[Data items]
============================================================
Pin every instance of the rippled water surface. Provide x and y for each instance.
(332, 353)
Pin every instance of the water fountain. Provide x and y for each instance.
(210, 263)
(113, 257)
============================================================
__PROBLEM REQUIREMENTS__. Lay out the records above as a two-column CSV headed "text" and "answer", with one row per record. Put each record's text and its answer in a single quoted field, and replace any line breaks with spaces.

__FINISHED TASK__.
text,answer
"Pin every instance of the rippled water surface. Provide x and y for each instance.","(332, 353)"
"Pin every instance of the water fountain. Provide x and y for each instance.","(210, 263) (113, 257)"